----- Source extract -----

10. Describe what is meant by "collateral." Why do lenders require collateral to make loans?

Ans: Collateral is an asset or property that a borrower offers to a lender as security for a loan. If the borrower fails to repay the loan, the lender has the right to seize the collateral to recover the outstanding amount. Collateral can include items like real estate, vehicles, savings accounts, or other valuable assets.


Reasons Why Lenders Ask for Collateral:

  1. Collateral reduces the lender's risk by providing a form of security. If the borrower defaults, the lender can sell the collateral to recoup the loan amount.

  2. Offering collateral often indicates that the borrower is serious and financially responsible, improving their creditworthiness in the eyes of the lender.

  3. Loans backed by collateral generally come with lower interest rates because the lender's risk is reduced.

  4. With collateral, borrowers can often secure larger loan amounts than they could with unsecured loans.


11. Discuss the reasons why low-income rural residents still typically obtain loans from unofficial lenders that have exorbitant interest rates.

Ans:

  • Many rural areas lack adequate banking infrastructure, making it difficult for people to access formal credit sources such as banks and cooperatives.

  • Informal lenders, such as moneylenders and friends, typically do not require collateral, making it easier for poor people who do not have valuable assets to secure a loan.

  • Obtaining a loan from informal sources is often quicker and involves less paperwork and fewer formalities compared to banks, which is important in emergencies.

  • Informal lenders may offer more flexible repayment terms, accommodating the borrower’s ability to pay, unlike the rigid schedules of formal institutions.

  • Borrowers may have established relationships with informal lenders, which can lead to a sense of trust and immediate assistance without bureaucratic hurdles.

-----

→ Written instruction A
Can you turn the paragraph in the excerpt on credit and collateral that begins "Collateral is an asset or property" into a short list that keeps its main facts?
→ Written instruction B
Would you write what comes next in the excerpt on credit and collateral, starting after its final bullet point?

----- Record extracts -----

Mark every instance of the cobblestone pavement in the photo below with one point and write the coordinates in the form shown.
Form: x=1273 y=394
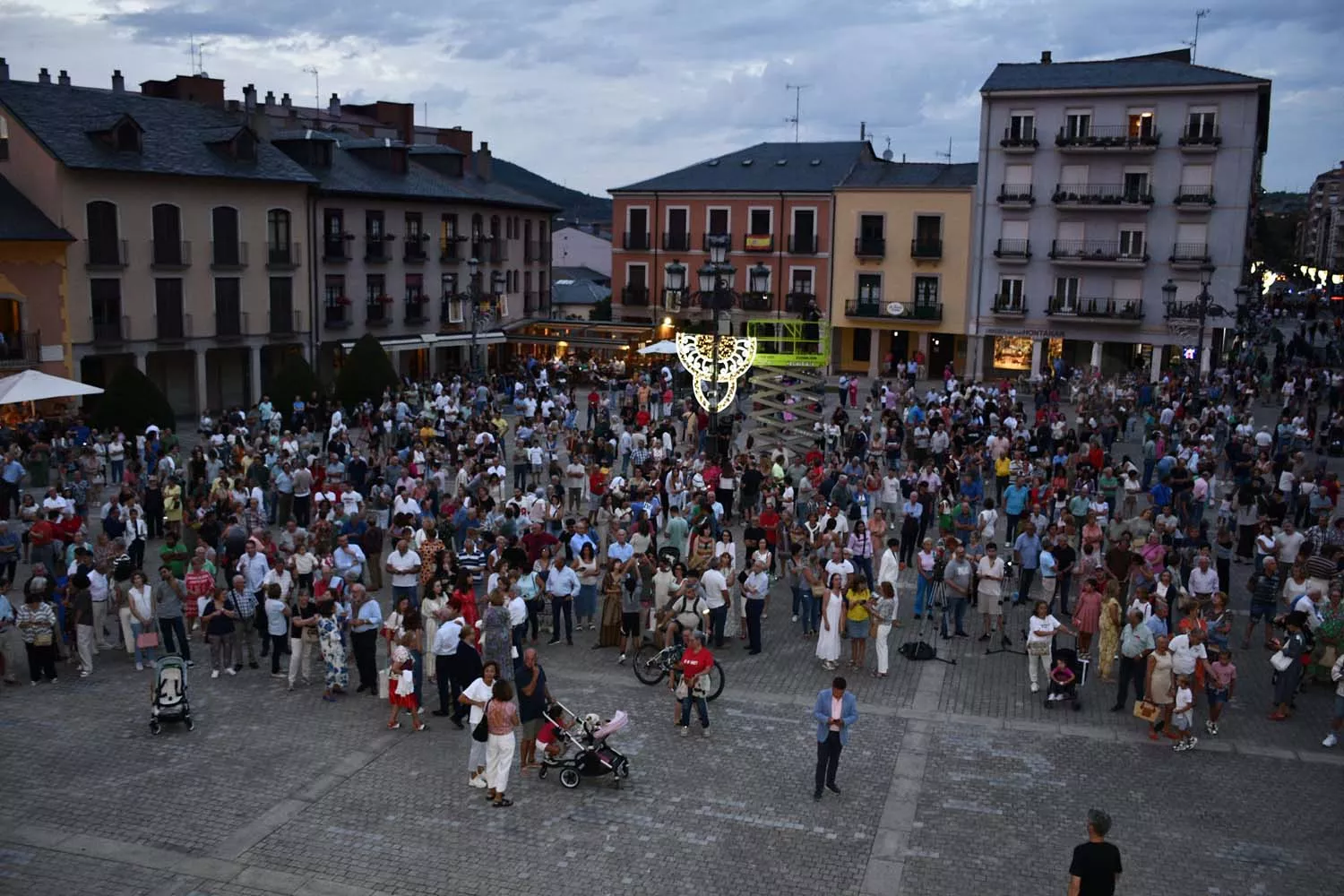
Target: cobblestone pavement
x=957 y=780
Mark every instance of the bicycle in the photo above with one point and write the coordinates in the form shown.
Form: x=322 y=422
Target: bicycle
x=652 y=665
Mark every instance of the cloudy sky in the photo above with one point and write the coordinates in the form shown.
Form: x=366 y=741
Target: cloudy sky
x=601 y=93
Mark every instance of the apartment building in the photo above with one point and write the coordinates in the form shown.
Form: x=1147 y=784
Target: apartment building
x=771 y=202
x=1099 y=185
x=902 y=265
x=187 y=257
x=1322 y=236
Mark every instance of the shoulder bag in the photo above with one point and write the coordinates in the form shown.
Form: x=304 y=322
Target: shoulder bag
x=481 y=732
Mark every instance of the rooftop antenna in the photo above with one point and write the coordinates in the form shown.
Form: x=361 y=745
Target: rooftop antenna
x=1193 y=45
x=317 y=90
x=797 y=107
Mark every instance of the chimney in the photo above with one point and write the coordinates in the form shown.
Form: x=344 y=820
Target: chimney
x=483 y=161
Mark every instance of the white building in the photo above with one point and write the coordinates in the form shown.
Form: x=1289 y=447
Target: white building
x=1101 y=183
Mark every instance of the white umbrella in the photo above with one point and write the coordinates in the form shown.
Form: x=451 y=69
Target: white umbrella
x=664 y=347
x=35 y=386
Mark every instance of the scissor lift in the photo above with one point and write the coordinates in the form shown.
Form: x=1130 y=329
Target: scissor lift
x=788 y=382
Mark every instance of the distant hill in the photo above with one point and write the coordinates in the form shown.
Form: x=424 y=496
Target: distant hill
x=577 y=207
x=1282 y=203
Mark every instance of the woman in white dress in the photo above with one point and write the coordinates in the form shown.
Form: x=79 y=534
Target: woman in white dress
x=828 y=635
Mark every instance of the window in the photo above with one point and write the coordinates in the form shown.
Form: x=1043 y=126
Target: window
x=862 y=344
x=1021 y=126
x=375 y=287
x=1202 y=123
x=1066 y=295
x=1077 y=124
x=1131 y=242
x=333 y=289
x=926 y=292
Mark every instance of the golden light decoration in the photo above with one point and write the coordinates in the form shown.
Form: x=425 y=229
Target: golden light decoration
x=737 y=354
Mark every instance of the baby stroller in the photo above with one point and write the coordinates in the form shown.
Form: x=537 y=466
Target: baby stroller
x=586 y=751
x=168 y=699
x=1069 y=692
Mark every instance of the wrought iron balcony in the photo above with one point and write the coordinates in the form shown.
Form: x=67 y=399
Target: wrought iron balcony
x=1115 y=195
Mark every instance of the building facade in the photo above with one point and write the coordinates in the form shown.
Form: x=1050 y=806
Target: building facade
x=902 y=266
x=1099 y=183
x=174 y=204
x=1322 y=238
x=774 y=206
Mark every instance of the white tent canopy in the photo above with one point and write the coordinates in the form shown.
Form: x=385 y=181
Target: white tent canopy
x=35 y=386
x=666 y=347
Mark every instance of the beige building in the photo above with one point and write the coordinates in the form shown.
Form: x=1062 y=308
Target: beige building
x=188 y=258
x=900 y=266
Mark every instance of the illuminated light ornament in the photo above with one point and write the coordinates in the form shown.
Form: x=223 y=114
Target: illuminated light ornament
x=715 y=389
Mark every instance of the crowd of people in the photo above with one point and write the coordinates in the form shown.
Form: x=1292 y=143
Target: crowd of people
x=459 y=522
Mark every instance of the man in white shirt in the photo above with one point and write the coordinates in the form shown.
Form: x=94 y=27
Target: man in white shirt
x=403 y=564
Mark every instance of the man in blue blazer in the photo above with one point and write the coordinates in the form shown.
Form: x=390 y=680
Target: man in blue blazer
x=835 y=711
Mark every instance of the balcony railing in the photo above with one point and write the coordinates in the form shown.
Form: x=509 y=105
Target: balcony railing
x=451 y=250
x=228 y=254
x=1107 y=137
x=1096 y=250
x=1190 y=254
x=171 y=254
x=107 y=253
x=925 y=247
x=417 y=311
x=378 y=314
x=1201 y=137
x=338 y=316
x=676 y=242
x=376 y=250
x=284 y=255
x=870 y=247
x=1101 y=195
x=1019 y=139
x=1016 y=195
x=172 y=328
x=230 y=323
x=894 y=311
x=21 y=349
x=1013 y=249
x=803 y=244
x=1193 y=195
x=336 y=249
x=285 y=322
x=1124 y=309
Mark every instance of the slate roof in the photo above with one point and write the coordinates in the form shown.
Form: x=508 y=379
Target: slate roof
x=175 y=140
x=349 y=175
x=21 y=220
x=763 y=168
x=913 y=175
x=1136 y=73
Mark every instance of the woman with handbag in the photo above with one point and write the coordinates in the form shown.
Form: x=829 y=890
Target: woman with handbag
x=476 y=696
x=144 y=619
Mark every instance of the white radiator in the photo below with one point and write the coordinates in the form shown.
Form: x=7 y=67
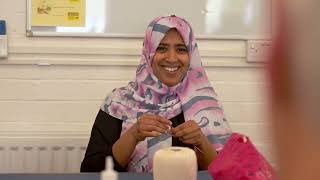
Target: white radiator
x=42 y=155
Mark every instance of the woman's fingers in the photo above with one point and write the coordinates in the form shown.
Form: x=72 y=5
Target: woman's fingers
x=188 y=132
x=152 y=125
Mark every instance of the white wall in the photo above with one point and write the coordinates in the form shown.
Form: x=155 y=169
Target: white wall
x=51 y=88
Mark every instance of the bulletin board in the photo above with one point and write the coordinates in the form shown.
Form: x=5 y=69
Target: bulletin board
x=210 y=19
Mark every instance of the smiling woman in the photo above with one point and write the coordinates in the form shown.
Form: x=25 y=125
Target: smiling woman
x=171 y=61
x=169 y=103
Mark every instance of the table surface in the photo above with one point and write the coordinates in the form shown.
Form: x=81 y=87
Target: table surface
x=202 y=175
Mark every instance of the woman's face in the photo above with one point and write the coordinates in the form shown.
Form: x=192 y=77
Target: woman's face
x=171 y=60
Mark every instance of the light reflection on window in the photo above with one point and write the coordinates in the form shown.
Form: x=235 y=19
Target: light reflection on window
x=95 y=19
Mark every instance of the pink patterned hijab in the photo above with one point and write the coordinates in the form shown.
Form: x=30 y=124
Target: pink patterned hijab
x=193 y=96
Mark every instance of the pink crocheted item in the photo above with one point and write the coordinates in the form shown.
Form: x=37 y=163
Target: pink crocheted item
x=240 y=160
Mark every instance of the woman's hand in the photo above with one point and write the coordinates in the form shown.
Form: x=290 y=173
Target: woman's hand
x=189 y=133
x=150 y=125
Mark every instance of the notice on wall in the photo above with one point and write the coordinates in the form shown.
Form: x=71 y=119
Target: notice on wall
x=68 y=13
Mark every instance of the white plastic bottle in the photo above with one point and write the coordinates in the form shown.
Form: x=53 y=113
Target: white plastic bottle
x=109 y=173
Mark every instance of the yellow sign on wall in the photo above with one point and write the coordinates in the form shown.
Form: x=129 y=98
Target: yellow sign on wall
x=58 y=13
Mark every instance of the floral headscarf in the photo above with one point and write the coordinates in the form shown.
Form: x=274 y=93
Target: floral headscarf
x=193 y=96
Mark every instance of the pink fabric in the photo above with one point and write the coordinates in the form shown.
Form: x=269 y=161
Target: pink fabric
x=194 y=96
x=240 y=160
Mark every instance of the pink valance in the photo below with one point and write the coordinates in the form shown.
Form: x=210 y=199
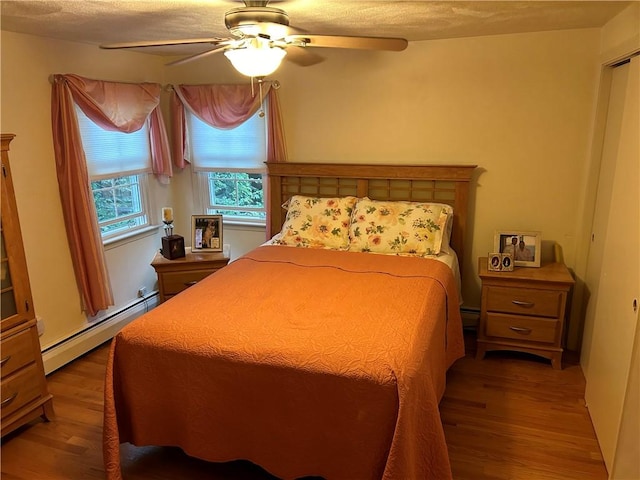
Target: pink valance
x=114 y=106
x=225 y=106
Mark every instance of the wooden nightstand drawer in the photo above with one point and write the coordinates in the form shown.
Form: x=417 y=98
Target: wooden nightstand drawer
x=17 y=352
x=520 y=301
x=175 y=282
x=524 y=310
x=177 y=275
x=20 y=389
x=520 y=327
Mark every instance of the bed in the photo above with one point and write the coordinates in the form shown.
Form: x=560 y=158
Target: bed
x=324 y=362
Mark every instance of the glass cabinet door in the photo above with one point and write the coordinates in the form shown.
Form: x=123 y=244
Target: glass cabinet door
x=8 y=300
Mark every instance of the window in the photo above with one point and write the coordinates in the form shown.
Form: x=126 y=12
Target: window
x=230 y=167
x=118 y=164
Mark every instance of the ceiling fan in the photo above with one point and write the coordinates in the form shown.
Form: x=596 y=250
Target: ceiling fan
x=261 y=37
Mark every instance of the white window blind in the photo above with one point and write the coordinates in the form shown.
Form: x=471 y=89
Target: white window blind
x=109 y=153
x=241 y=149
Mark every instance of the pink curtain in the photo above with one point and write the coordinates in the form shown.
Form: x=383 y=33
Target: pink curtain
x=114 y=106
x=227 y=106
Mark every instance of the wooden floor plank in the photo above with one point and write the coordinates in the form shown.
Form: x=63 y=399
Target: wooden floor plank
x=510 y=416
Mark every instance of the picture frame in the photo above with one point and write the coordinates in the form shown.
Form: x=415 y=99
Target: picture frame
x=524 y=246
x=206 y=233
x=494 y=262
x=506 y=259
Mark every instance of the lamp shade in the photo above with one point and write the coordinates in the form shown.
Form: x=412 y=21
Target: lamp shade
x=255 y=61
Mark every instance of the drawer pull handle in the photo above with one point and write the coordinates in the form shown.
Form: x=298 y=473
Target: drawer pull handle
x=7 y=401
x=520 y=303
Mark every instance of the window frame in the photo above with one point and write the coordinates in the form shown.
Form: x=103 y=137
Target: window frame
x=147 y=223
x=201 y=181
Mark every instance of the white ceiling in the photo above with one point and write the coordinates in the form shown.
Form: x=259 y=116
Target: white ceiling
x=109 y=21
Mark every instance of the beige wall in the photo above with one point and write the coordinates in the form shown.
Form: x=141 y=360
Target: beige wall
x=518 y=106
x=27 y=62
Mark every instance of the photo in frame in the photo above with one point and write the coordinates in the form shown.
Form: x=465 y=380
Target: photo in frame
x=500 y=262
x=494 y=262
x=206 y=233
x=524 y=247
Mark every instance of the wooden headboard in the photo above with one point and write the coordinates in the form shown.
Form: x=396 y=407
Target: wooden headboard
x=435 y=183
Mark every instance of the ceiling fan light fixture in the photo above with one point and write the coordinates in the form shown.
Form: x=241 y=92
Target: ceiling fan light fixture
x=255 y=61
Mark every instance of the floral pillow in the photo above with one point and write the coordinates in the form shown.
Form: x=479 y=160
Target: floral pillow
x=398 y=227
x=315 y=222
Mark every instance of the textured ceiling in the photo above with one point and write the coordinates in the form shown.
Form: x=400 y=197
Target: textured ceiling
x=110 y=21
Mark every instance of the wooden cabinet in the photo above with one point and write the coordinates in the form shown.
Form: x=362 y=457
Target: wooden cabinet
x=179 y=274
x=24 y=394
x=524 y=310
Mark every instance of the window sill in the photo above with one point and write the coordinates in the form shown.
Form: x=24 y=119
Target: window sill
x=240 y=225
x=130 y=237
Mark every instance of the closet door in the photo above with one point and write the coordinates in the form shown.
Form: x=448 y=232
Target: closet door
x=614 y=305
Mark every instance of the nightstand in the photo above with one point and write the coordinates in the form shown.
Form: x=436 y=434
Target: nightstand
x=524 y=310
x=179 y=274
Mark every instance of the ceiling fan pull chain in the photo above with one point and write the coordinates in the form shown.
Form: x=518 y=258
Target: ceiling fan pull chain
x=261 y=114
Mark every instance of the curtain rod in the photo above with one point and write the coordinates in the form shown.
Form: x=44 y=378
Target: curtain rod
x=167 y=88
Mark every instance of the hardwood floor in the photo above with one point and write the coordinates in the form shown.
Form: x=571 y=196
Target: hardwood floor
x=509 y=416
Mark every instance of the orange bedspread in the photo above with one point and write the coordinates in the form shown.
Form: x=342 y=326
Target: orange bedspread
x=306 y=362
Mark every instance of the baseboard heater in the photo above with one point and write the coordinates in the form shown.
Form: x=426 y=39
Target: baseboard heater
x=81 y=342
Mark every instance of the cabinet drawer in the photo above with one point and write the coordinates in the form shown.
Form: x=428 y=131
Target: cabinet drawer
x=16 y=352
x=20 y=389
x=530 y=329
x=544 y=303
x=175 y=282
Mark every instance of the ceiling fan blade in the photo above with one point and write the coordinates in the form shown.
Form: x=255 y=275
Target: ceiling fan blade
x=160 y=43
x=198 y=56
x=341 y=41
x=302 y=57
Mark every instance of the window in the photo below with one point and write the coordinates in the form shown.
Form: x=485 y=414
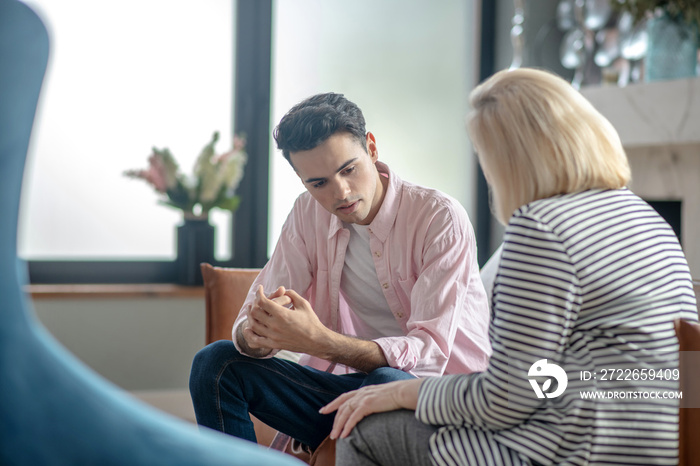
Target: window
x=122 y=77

-----

→ Written response A
- Collateral is an asset or property that a borrower offers a lender as security for a loan.
- If the borrower fails to repay, the lender may seize it to recover the outstanding amount.
- Examples include real estate, vehicles, savings accounts, and other valuable assets.

→ Written response B
  • Many rural poor lack awareness or understanding of formal financial systems and the benefits they offer, leading them to rely on traditional, familiar sources of credit.


12. How do you refer to the terms of credit?

Ans:

The terms of credit refer to the specific conditions under which a lender provides a loan to a borrower. These conditions outline the obligations of both parties and detail the following key components:


  1. Principal Amount: The total amount of money that is being borrowed.

  2. Interest Rate: The cost of borrowing the principal amount, typically expressed as a percentage of the principal per year.

  3. Collateral: An asset that the borrower pledges to the lender as security for the loan. If the borrower fails to repay the loan, the lender can seize the collateral.

  4. Repayment Schedule: The timeline for repaying the loan, including the frequency and amount of each payment.


13. Does the fact that a lot of individuals in our nation live in poverty in any way impact their ability to borrow money?

Ans:

  • Poor individuals often do not have valuable assets to offer as collateral, making it difficult for them to secure loans from formal financial institutions that require collateral to mitigate risk.

  • Financial institutions assess the creditworthiness of borrowers based on their income, employment stability, and credit history. Poor individuals often have irregular incomes and limited or no credit history, which can result in low creditworthiness and difficulty in obtaining loans.

  • Even when poor individuals can access credit, they are often charged higher interest rates due to the perceived higher risk of lending to them. This can make borrowing more expensive and less accessible.

  • Poor people, especially in rural areas, may have limited access to banks and formal financial institutions due to inadequate banking infrastructure, lack of awareness, and financial illiteracy.

  • Due to the challenges in accessing formal credit, poor individuals often rely on informal lenders, such as moneylenders, who charge exorbitant interest rates and may have exploitative practices.

  • Poor borrowers often receive only small, short-term loans, which may not be sufficient for significant investments or long-term needs, further limiting their financial opportunities.


14. Describe two factors that make inexpensive and accessible credit important to the nation's progress.

Ans:

  1. Boosts Economic Growth:

    • Business Expansion: Affordable loans help businesses grow by allowing them to buy new equipment, hire more workers, and increase production, which boosts the economy.

    • Encourages Startups: Easy access to credit helps people start new businesses, leading to innovation and more jobs.


  1. Reduces Poverty and Inequality:

    • Better Opportunities: Cheap credit lets low-income families afford education, healthcare, and housing, improving their lives and reducing poverty.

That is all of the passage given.